Give back each line of the listing precisely as written.

********************

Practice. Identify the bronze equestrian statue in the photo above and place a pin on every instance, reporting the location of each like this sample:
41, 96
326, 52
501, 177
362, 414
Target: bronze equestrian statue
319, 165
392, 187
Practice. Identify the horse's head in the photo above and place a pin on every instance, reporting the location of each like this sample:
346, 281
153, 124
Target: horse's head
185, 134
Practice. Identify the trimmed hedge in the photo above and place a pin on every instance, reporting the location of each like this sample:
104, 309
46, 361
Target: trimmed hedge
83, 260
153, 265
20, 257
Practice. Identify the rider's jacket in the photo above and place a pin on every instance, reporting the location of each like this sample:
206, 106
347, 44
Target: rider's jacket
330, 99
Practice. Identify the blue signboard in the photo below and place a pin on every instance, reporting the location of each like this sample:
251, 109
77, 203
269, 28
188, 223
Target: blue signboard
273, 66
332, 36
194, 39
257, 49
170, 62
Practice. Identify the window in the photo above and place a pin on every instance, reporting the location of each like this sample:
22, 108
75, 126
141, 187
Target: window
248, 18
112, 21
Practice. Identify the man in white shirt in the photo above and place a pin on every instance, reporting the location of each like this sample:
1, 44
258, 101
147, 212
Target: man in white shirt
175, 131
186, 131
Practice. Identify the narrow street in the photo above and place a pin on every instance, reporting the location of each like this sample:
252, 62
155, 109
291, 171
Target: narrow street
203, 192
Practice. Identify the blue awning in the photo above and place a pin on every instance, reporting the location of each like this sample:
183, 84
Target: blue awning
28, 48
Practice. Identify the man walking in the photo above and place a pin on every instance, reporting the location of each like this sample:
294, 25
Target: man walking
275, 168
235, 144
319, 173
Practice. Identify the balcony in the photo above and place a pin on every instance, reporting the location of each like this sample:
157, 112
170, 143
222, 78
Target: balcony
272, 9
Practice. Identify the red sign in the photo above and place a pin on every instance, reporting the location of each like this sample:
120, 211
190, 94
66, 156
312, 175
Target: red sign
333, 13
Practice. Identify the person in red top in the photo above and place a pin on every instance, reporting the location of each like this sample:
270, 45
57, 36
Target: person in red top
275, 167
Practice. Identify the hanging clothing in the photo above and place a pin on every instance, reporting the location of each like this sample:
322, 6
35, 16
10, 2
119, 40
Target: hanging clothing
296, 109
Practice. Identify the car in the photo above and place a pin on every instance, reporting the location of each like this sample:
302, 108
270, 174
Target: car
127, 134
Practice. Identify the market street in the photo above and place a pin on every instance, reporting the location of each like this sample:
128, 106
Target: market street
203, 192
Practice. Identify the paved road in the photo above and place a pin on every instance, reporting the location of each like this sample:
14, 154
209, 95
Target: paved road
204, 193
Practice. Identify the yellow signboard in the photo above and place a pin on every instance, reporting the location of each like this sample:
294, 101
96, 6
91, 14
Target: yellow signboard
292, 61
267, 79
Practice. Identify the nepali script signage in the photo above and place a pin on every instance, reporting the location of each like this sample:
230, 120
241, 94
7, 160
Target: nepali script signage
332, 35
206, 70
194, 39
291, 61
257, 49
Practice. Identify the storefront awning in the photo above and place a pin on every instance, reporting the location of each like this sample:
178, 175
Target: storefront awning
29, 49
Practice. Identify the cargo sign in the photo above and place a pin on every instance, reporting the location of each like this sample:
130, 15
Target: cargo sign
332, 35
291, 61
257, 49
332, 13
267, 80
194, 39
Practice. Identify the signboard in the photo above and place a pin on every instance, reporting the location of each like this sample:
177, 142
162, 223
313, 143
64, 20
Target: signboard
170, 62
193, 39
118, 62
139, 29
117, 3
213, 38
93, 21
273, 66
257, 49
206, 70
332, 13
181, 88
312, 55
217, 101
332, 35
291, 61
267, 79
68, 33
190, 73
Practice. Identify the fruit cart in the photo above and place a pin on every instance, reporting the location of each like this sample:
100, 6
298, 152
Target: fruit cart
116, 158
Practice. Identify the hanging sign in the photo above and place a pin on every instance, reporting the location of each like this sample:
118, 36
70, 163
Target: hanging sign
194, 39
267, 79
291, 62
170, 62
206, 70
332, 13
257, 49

********************

== TASK ANSWER ==
Practice. Identify the bronze equestrian statue in the photo above and place a pin on every instance, reporting the location of each like this sample:
41, 96
326, 52
501, 177
362, 414
Target: bronze equestrian statue
319, 165
392, 187
Practice. Identify the horse's head in the photo above and place a pin on every instance, reporting the location of each like this sample:
346, 281
153, 124
Target: horse's head
185, 134
Practice. Identify the trimmed hedge in the photo above and place a pin on every instance, reporting the location of each like this sample:
104, 309
46, 361
Target: trimmed hedge
83, 260
153, 265
20, 257
Practice. Identify the rider's jacket in the photo above and place a pin on every instance, reporting the location of each like this sample:
206, 106
347, 44
Target: rider's jacket
330, 99
Practice. Identify the blue signboard in the photo below and place a pin on every instance, reporting the location of each like this sample:
251, 109
77, 203
269, 28
188, 223
Target: blue signboard
273, 66
332, 36
194, 39
257, 49
170, 62
Practice. Identify the window in the photo above and place a pin on every instance, reporting the location of each like this sample:
22, 108
75, 126
141, 187
Target: window
248, 18
112, 21
Practice. Identify the man in white shirt in the photo above and place a pin on every instance, reporting the location of each like this sample:
1, 44
258, 101
147, 212
Target: man in white shirt
175, 131
186, 131
Practice. Identify the narrow street in the photo above and place a pin on every instance, reporting the location of each like this sample:
252, 62
155, 109
291, 171
Target: narrow street
203, 192
Practice. Identify the blue awning in the photo above and place a pin on every instance, reporting the location of each like this sample:
183, 84
Target: blue awning
28, 48
Practice. Identify the man walking in the photo above and place a pin on every instance, reporting the location of each like this sample:
294, 25
Target: man walking
275, 168
235, 144
319, 173
Practice. Identify the balcony in the photo above and place a pin on every instance, reporting the location of each like this sample:
157, 112
170, 143
222, 78
Target: balcony
272, 9
Practice. Identify the red sign in the photo above and place a pin on every instance, reporting the location of each like this sample:
120, 211
190, 94
66, 156
312, 175
Target: red sign
333, 13
Practice. Identify the person in red top in the photo above and place a pin on every instance, reporting the location of each like this sample:
270, 45
57, 36
Target: person in red top
275, 167
Practice. Identify the hanging clothing in the photo above and place a pin on every instance, reporting the location of each like this sample:
322, 6
35, 16
10, 2
119, 40
Target: hanging clothing
296, 109
Practice. Identify the car in the photo above and place a pin on every instance, reporting the location of each like this sample:
302, 108
270, 174
Target: car
127, 134
Practice. Identify the market street in the photo above and place a pin on every instance, reporting the location of each like this sample:
128, 106
Target: market street
203, 192
Practice. Identify the paved road in the photo above and place a pin on every instance, reporting the location of each like this sample:
14, 154
209, 95
Target: paved road
204, 193
Practice. Identify the yellow signboard in the photo above and place a pin on every instance, reporting the location of each like this sample:
294, 101
96, 6
91, 14
Target: yellow signboard
292, 61
267, 79
Practice. Identify the nepali script signage in the photo above and place a pin on every instance, reporting the location of each like this sample:
230, 120
241, 94
7, 160
Target: nepali script signage
332, 35
206, 70
194, 39
291, 61
257, 49
Practice. Identify the storefront awning in the photo above and place a pin on every instance, reporting the location of each like this sample:
178, 175
Target: storefront awning
29, 49
Practice. Identify the cargo sign in the photo above and place a pin on every instance, reporting the location of each like this sample:
130, 15
Target: cargo sign
332, 35
291, 61
257, 49
332, 13
267, 80
194, 39
Practice. Identify the signboard in the photo above and place a pin on every instance, reporting the location of each like this sample:
177, 142
162, 223
313, 143
64, 20
Target: signboard
170, 62
193, 39
118, 62
139, 29
117, 3
213, 38
93, 21
273, 66
257, 49
206, 70
332, 13
181, 88
312, 55
217, 101
332, 35
291, 61
267, 79
68, 33
190, 73
Practice. Identify the fruit cart in the photo above and place a pin on every instance, reporting the location of each like this sample:
100, 6
298, 152
Target: fruit cart
116, 158
Practice. Identify the hanging sign in the photo above and place a pin on every instance, reporting the location of each like this sample:
118, 36
70, 163
Target: hanging sign
194, 39
267, 79
291, 62
170, 62
206, 70
332, 13
257, 49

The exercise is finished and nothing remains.